[Region pointing data]
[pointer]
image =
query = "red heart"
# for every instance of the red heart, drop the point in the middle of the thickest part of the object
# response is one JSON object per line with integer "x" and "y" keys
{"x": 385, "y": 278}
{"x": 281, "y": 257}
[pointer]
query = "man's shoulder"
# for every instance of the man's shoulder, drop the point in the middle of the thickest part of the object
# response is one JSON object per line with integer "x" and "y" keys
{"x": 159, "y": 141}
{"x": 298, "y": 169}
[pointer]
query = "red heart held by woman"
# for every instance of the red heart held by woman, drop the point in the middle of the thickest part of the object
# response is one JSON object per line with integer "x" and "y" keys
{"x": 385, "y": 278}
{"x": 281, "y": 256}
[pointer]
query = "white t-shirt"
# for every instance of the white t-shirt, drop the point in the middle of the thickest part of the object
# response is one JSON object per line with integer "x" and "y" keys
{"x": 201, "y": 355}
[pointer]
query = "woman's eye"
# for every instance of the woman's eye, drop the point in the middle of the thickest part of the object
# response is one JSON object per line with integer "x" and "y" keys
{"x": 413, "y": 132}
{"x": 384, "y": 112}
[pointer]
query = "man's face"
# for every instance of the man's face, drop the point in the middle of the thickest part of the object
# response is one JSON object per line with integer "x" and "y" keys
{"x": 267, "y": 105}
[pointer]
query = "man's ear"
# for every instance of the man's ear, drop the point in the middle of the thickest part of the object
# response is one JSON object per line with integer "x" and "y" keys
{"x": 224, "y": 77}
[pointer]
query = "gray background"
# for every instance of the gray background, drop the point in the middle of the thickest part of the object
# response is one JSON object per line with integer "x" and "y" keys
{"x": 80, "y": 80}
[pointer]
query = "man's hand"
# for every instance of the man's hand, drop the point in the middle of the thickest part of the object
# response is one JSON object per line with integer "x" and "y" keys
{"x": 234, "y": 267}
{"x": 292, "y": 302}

EXERCISE AIM: What is needed here is an exact copy of all the entries.

SOLVED EXERCISE:
[pointer]
image =
query = "red heart"
# for every instance of the red heart, drop the point in the middle of the thickest part of the object
# response is one JSON object per line with integer "x" and "y" keys
{"x": 385, "y": 278}
{"x": 281, "y": 257}
[pointer]
query = "man's shoulder"
# for every instance of the man's shoulder, drop the point in the middle of the thickest part of the object
# response is one JSON object per line with integer "x" and "y" keys
{"x": 159, "y": 141}
{"x": 298, "y": 169}
[pointer]
query = "red heart held by woman"
# for every instance of the red heart held by woman, drop the point in the middle of the thickest part of the object
# response is one JSON object per line with integer "x" and "y" keys
{"x": 385, "y": 278}
{"x": 281, "y": 256}
[pointer]
query = "white t-shirt"
# for every instance of the white t-shirt, drop the point in the middle of the thickest part of the object
# response is one JSON object per line with integer "x" and "y" keys
{"x": 201, "y": 355}
[pointer]
query = "woman's eye"
# for every instance of the woman's eye, drop the point in the middle of the thickest part of the object
# response is one JSON object per line with integer "x" and "y" keys
{"x": 413, "y": 132}
{"x": 384, "y": 112}
[pointer]
query = "man's face"
# for every instance of the man's face, drop the point in the middle of the thickest part of the object
# response is one JSON object per line with integer "x" and "y" keys
{"x": 267, "y": 105}
[pointer]
query = "man's ear"
# for every instance of the man's ear, drop the point in the middle of the thickest part of the object
# response is one JSON object per line with integer "x" and "y" keys
{"x": 224, "y": 77}
[pointer]
query = "gray background"
# for every instance of the gray background, drop the point in the middle of the thickest part of the object
# response is one JSON object per line with integer "x" and "y" keys
{"x": 80, "y": 80}
[pointer]
query = "man's hand"
# for every instance of the man's hand, drop the point in the middle of the thickest part of the object
# response is one JSON object per line with integer "x" and "y" keys
{"x": 234, "y": 267}
{"x": 292, "y": 302}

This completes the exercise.